> ENUNCIADO 1: Devuelva cada línea de los registros en la que aparezca la palabra "window".

> TEXTO DE REFERENCIA:
+ + +

Ojos bien abiertos: Acerca de Jamás llegarán a viejos, el documental de Peter Jackson
Por Lea Ross
Considerada como la última proeza cinematográfica, el director de El señor de los anillos expone una estética inédita sobre la guerra, pero sin alejarse de un cierto lugar común.
La Gran Guerra, o la Primera Guerra Mundial (1914-1918), fue el acontecimiento del siglo 20 que puso en vilo todos los principios y valores de la dirigencia de los países centrales. A tal punto, que esa tensión tuvo su exposición cinematográfica y se mantuvo en la memoria colectiva actual, quizás hasta un alcance mayor a las escenas de los propios campos de batalla, ya sea desde el costado miserable de las autoridades militares en La patrulla infernal (1957), de Stanley Kubrick, o pasando por su reflejo diametralmente opuesto en La gran ilusión (1937), de Jean Renoir, sobre la fraternidad como un lazo trasnacional.

+ + +

> Registros de datos sobre la ubicación de objetos:

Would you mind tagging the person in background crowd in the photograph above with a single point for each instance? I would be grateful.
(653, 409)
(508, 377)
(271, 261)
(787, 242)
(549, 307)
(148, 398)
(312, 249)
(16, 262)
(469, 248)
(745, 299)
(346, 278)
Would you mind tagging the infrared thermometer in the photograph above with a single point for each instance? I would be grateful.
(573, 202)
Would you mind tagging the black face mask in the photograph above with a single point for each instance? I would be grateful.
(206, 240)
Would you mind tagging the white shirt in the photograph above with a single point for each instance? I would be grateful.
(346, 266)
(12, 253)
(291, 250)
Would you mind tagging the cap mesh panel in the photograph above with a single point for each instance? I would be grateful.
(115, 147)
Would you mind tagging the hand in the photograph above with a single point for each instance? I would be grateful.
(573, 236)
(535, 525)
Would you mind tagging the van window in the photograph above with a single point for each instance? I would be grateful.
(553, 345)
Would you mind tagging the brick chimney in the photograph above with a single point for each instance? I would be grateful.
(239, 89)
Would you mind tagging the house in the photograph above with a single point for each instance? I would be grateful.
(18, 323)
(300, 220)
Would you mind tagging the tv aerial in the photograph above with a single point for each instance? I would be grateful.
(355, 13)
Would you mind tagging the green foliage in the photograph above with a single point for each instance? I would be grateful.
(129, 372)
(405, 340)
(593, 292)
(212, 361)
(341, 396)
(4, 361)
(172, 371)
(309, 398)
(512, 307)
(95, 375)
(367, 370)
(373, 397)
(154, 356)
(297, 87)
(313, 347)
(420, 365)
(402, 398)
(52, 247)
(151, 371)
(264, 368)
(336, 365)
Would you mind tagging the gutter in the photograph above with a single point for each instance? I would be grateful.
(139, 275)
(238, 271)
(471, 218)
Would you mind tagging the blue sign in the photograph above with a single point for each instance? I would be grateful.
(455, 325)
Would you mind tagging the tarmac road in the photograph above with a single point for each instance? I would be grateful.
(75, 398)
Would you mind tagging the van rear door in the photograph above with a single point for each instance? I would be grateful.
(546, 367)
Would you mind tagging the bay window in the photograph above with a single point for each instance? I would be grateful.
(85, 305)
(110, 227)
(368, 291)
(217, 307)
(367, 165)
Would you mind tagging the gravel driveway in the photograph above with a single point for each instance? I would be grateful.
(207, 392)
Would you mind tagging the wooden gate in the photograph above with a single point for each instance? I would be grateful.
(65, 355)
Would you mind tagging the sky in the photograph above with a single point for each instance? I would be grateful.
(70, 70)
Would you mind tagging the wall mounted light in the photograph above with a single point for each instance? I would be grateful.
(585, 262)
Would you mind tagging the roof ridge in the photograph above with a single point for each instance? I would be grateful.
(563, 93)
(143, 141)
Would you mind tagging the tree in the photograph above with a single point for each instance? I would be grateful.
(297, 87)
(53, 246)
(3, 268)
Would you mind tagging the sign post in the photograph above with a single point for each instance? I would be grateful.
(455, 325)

+ + +

> ENUNCIADO 2: Prosiga el texto sobre el documental de Peter Jackson a partir del punto en que se interrumpe.

> RESPUESTA CORRECTA 1:
Would you mind tagging the van window in the photograph above with a single point for each instance? I would be grateful.
Would you mind tagging the bay window in the photograph above with a single point for each instance? I would be grateful.

> RESPUESTA CORRECTA 2:
Considerado como uno de los grandes eventos cinematográficos del año pasado, el documental Jamás llegarán a viejos (Título original: They Shall Not Grow Old), dirigida por Peter Jackson -el cráneo de la saga fílmica de El señor de los anillos-, estrenada en pleno centenario del cierre de aquel proceso bélico, pretende alejarse de ese perímetro para meterse más a fondo por esas trincheras.
A la hora de recabar grandes cantidades de registros de ese entonces, sumado a los archivos de la BBC sobre los testimonios en primera persona de los veteranos, Jackson entabló la tarea de procesar esos materiales, en su doble sentido: tanto de la selección y ensamblaje del material –mucho de ello, inédito- para la compaginación, como así también su polémica proeza de procesarla, mediante las técnicas actuales, para generar una composición visual y sonora distinta al resto de las películas de su tiempo.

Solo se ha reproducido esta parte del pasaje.